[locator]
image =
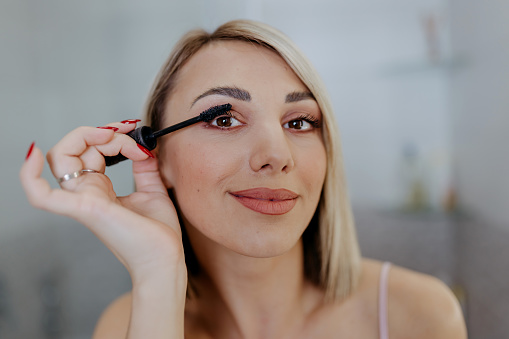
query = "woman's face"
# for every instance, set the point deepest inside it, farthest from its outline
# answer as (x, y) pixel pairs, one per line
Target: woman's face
(251, 181)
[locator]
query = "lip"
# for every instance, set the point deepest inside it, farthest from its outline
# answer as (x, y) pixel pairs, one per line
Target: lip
(266, 200)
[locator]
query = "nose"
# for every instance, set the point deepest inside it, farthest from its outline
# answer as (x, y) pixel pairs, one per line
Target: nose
(271, 151)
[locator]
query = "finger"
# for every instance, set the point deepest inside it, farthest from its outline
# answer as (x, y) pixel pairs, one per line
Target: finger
(93, 157)
(38, 191)
(147, 176)
(64, 156)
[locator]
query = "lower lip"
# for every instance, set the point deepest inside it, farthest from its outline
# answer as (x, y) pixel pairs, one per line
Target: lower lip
(271, 207)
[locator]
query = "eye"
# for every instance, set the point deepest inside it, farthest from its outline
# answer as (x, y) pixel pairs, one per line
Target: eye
(226, 121)
(303, 123)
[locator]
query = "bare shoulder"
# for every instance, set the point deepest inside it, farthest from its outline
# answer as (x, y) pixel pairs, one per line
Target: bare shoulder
(422, 306)
(114, 321)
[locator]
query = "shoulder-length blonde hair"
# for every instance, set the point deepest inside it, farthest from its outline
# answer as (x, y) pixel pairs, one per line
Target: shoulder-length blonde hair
(331, 251)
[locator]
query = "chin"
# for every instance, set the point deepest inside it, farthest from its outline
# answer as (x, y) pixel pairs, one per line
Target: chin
(264, 248)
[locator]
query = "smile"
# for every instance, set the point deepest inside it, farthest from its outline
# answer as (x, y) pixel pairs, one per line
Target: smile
(266, 200)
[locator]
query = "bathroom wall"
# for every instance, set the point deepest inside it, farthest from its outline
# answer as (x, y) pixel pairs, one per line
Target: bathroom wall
(480, 111)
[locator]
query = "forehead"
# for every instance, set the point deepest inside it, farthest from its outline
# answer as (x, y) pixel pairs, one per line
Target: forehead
(235, 63)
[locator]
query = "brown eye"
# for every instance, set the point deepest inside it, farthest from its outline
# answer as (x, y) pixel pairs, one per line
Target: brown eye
(224, 121)
(296, 124)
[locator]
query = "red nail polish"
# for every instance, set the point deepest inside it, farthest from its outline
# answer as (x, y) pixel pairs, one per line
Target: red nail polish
(146, 151)
(114, 129)
(30, 149)
(130, 121)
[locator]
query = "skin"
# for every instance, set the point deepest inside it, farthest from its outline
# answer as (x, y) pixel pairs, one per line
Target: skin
(251, 284)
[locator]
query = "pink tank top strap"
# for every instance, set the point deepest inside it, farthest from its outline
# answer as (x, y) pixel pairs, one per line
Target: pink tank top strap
(383, 300)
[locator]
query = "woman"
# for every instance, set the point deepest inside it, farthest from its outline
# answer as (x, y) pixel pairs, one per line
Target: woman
(257, 239)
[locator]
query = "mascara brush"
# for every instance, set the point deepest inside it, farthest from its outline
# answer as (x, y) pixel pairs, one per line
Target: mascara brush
(148, 138)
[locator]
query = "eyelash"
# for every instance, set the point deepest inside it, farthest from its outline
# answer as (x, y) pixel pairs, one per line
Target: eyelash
(312, 120)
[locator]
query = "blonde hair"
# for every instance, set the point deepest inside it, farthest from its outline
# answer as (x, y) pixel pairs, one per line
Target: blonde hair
(331, 251)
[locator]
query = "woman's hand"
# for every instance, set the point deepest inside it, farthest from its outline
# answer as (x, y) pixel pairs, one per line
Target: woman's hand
(141, 229)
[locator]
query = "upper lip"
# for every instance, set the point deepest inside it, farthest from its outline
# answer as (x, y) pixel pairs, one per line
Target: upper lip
(264, 193)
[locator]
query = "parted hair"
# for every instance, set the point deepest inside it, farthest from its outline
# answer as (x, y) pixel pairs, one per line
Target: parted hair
(331, 252)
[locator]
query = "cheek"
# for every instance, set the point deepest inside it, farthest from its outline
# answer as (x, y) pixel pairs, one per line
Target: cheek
(196, 170)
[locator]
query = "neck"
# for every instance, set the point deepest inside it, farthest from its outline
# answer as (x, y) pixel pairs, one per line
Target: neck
(246, 297)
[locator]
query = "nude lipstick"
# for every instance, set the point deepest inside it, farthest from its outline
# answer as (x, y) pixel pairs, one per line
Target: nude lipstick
(266, 200)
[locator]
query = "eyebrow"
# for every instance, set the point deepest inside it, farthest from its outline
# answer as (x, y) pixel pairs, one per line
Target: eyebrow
(298, 96)
(233, 92)
(243, 95)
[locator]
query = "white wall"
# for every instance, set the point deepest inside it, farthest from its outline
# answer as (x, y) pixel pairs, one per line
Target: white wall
(480, 94)
(68, 63)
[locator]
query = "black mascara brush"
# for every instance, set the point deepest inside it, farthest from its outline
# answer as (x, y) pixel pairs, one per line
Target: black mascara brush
(148, 139)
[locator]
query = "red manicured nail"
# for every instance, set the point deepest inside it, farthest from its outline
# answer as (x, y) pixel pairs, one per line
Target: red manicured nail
(130, 121)
(114, 129)
(146, 151)
(30, 149)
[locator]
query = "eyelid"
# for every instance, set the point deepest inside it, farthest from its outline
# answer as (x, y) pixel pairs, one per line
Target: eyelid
(313, 121)
(228, 114)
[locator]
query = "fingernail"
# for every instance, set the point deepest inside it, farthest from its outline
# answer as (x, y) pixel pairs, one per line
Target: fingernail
(146, 151)
(114, 129)
(30, 149)
(130, 121)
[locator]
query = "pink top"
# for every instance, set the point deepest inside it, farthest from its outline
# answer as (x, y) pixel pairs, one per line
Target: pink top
(382, 301)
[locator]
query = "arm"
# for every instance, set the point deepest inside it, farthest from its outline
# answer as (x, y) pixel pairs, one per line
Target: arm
(141, 229)
(422, 306)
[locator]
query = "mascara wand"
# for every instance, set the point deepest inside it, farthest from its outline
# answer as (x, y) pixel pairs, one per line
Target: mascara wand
(148, 139)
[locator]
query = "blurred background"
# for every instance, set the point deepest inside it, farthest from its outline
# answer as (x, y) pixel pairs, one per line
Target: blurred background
(420, 89)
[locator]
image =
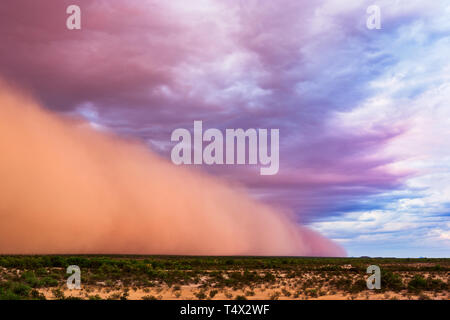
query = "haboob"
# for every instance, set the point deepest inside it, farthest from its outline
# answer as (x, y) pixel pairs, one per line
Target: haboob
(67, 188)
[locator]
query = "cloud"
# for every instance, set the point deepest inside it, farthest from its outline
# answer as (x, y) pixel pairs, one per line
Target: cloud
(342, 96)
(67, 188)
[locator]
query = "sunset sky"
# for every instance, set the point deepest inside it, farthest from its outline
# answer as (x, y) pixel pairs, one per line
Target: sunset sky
(364, 115)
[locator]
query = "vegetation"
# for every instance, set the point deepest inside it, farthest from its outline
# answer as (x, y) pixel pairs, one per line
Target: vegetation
(27, 277)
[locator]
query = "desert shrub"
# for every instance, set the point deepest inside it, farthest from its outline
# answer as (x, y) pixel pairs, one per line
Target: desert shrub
(275, 296)
(358, 286)
(200, 295)
(419, 283)
(286, 292)
(213, 293)
(391, 281)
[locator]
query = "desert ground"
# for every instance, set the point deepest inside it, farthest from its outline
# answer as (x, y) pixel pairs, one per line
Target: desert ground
(223, 278)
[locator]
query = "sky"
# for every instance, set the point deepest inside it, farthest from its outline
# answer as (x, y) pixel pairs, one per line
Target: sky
(364, 115)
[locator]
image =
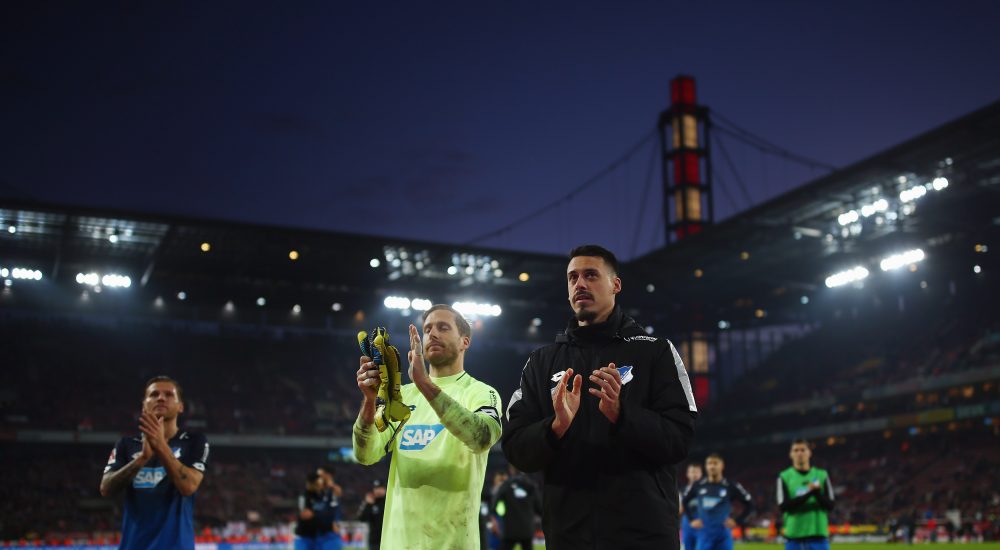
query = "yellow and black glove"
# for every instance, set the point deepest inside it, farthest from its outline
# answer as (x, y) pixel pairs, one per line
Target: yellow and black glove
◆ ◆ ◆
• Task to carry out: Scan the material above for the string "yellow", and copy every line where it is found.

• Answer below:
query = "yellow and black glove"
Target: yellow and black glove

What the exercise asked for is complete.